Il est encore reproché à M. X un manquement au devoir de délicatesse et de respect à l’égard de la directrice des services de greffe judiciaire, Mme G. Il n’est pas contesté que les relations entre celle-ci et le président étaient difficiles et se sont encore dégradées après l’incident survenu le 17 avril 2018 dans le service du juge des libertés et de la détention, Mme G étant intervenue à cette occasion pour demander à la greffière de ne pas rester au-delà de 19 heures, confortant ainsi la décision de la procureure de la République. Des incidents survenus ensuite à propos de l’affectation de fonctionnaires dans des services ont précédé la convocation de la directrice de greffe à un « entretien de recadrage ».

Ainsi, le 27 juin 2018, ayant appris qu’un fonctionnaire avait été affecté dans un service sans son accord, M. X a convoqué seul par courriel Mme G à ce qu’il a lui-même appelé un « entretien de recadrage » prévu le 29 juin 2018 afin qu’elle s’explique sur des « dysfonctionnements » constatés. Le premier président, informé de cette initiative, a interdit à M. X de procéder à un tel entretien. Par la suite, de nouvelles difficultés relationnelles sont régulièrement survenues entre le président et Mme G à propos de l’affectation des fonctionnaires dans les services.

Au soutien de sa position, M. X a justifié son projet d’« entretien de recadrage » en faisant valoir qu’il s’agissait d’une méthode de management moderne, que cet entretien visait à évaluer les difficultés et rétablir le lien avec la directrice de greffe. Admettant à l’audience une maladresse dans l’emploi du terme de « recadrage », il a toutefois indiqué avoir donné des explications à la directrice de greffe sur les raisons et la teneur de cet entretien qui n’était, selon lui, pas de nature disciplinaire.

Il résulte des débats et des pièces versées au dossier que si Mme G est apparue affectée et humiliée par ce projet d’« entretien de recadrage », cette initiative, dont la maladresse n’est pas contestée ni contestable, s’est inscrite dans un contexte peu propice de relations professionnelles dégradées et ne saurait constituer à elle seule une faute de nature disciplinaire. En outre, l’impossibilité pour M. X de restaurer un fonctionnement serein dans ses relations professionnelles avec la directrice de greffe ne saurait lui être entièrement imputable, d’importantes nuances sur les torts réciproques des protagonistes ayant été apportées dans les témoignages divergents recueillis.

Il s’ensuit que ce grief n’apparaît pas suffisamment établi pour constituer une faute disciplinaire et sera écarté.
== == ==
Relevez toutes les dates qui figurent dans l'extrait sur l'entretien de recadrage. Les enregistrements n'interviennent pas dans ce travail.

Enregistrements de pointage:
== == ==
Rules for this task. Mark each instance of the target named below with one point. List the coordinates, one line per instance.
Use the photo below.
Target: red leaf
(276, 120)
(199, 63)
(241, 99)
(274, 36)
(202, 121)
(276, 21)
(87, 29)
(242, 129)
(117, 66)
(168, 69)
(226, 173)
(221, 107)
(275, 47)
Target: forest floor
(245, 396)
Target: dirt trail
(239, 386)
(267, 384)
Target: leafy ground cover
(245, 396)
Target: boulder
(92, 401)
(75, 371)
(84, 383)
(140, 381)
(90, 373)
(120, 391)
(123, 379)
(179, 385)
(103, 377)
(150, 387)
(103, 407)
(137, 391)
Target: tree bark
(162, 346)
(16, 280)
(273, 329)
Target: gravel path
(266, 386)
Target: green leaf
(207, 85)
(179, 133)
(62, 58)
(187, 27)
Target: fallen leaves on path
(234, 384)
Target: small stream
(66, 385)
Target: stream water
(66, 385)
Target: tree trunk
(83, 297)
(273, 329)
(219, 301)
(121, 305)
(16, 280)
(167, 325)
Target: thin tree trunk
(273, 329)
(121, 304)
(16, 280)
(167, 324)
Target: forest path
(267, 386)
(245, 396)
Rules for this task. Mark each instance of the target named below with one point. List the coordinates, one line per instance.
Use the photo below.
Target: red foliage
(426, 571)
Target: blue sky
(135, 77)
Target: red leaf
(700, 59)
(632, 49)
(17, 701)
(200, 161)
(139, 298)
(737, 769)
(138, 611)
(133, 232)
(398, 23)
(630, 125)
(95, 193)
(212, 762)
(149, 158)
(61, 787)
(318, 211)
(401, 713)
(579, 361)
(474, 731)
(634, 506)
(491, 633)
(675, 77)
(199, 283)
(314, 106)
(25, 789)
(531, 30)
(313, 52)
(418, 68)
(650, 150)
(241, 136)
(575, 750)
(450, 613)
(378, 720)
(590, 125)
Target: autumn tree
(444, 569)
== == ==
§ **RÉSULTAT ATTENDU**:
- 17 avril 2018
- 27 juin 2018
- 29 juin 2018